------ Passage given
He said the responsibility to end the logjam lies with the Centre and not the AAP-led Delhi government.
Singh's remarks came on a day the Supreme Court said the blockade of a public road at Shaheen Bagh is "troubling us" and suggested that the protesters go to another site where no public place would be blocked.
"If the central government wants, the passage along Shaheen Bagh can be certainly opened. The protest against the CAA is not directed at the Delhi government. It is against the central government. So we cannot do anything on behalf of the central government, it is for the Centre to address it," the Aam Aadmi Party (AAP) leader told reporters here.
"If there is any protest or demonstration related to electricity, healthcare, water, education, etc in Delhi, then we are responsible for it. We will talk and resolve those issues," he said.
"Today, the BJP wants to keep this issue alive because banks in India have NPAs (non-performing assets) of Rs 10.50 lakh crore, unemployment has risen to a 45-year high, inflation peaked to the level that onions were sold at Rs 250 per kg and tomatoes at Rs 120 per kg...yet there is no discussion on any of these issues. There is discussion only about Shaheen Bagh," he added.
On Sunday, Singh noted, the protesters had planned a march to Union Home Minister Amit Shah's residence to have a dialogue with him but were not granted permission for it.
------------
------ Listed entries
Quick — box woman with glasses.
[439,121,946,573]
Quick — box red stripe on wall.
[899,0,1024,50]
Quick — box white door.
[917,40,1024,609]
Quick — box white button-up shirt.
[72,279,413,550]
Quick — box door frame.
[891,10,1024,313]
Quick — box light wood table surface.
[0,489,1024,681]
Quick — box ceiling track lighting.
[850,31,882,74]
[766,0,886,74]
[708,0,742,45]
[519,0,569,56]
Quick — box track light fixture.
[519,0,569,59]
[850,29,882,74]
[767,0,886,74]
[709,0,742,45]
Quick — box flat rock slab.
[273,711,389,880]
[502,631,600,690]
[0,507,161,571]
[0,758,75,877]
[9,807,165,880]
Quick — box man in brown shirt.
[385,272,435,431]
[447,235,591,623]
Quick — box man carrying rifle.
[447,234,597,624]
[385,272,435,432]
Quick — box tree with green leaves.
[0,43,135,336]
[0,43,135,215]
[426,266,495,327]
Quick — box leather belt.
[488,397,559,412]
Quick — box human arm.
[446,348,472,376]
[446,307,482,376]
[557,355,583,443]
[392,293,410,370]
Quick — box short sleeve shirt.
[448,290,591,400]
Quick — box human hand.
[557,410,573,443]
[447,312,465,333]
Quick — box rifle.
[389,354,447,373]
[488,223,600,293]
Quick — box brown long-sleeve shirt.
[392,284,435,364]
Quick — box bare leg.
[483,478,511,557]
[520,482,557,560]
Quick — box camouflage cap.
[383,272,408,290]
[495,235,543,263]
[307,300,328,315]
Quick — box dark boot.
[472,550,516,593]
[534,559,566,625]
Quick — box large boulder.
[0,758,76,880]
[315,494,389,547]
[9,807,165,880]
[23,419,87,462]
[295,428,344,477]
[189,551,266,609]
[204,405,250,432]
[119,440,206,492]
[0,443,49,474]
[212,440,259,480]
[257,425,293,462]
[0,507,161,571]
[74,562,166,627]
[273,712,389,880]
------------
- What you will do -
Render this sentence from the passage on the Shaheen Bagh protest in Spanish: "He said the responsibility to end the logjam lies with the Centre and not the AAP-led Delhi government."

- Worked solution -
Dijo que la responsabilidad de poner fin al estancamiento recae en el Centro y no en el gobierno de Delhi encabezado por el AAP.